Exercise objective ▸ Format each line of the records below as a string in a single JSON list, one string per line, leaving out blank lines.
--- Start Record excerpts ---
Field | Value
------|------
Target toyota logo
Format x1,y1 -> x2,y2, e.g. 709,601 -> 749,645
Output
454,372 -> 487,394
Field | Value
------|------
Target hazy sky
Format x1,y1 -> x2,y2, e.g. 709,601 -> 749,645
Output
--- End Record excerpts ---
Task output ▸
[
  "Field | Value",
  "------|------",
  "Target toyota logo",
  "Format x1,y1 -> x2,y2, e.g. 709,601 -> 749,645",
  "Output",
  "454,372 -> 487,394",
  "Field | Value",
  "------|------",
  "Target hazy sky",
  "Format x1,y1 -> x2,y2, e.g. 709,601 -> 749,645",
  "Output"
]